/---

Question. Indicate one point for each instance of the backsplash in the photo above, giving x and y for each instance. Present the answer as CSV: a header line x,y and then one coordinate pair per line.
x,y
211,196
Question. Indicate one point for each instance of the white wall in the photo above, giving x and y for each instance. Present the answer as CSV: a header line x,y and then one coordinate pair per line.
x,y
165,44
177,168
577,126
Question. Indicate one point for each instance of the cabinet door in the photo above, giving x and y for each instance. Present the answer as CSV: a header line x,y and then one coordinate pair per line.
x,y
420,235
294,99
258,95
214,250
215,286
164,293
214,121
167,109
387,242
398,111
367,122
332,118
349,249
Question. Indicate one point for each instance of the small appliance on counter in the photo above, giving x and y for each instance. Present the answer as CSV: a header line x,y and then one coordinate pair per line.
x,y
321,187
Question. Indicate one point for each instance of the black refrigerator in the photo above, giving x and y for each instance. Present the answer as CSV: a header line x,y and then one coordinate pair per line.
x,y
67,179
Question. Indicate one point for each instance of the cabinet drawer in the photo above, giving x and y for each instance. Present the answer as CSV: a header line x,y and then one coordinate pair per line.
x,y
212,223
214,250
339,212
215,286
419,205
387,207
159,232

\---

• EXERCISE PROMPT
Reproduce every line of the data above, wording included, and offset each x and y coordinate in the answers by adding 54 to it. Leave the x,y header lines unchanged.

• THE RESULT
Question. Indicate one point for each instance of the backsplash in the photo above, giving x and y for each instance. Present the answer as CSV: a header line x,y and then one coordinate pair per line.
x,y
265,250
Question. Indicate one point for each instance of the white wall in the photo above, giving x and y for each instance. Present the answer as CSV: a header line x,y and then one coordinate pair per line.
x,y
219,98
231,222
631,180
Question. Indicate one point for each instance of the cabinet door in the photo above, giving x and y for each instance. Present the answer as CSV: a header line x,y and then one coordinate pair per line.
x,y
474,289
348,153
312,149
268,304
269,340
218,347
268,175
221,163
441,296
452,165
421,176
386,172
403,303
Question. Indicate one point for each instance of the small appliance on counter in the photo above, giving x and y for each instance. Present the answer as CSV: a header line x,y and then one coordinate pair per line.
x,y
375,241
Question. Indicate one point for each instance of the black refrigerator in the photo above, giving x and y for each instance. Present the answer as CSV: a header line x,y and then one coordinate pair per line.
x,y
121,233
Question. Indicate one point for each instance of the cabinet drawer in the photo above, giving x and y for each instance. Present the answer as CSV: a header line x,y and then one coordinate pair per line.
x,y
266,277
268,304
393,266
269,340
473,259
441,261
213,286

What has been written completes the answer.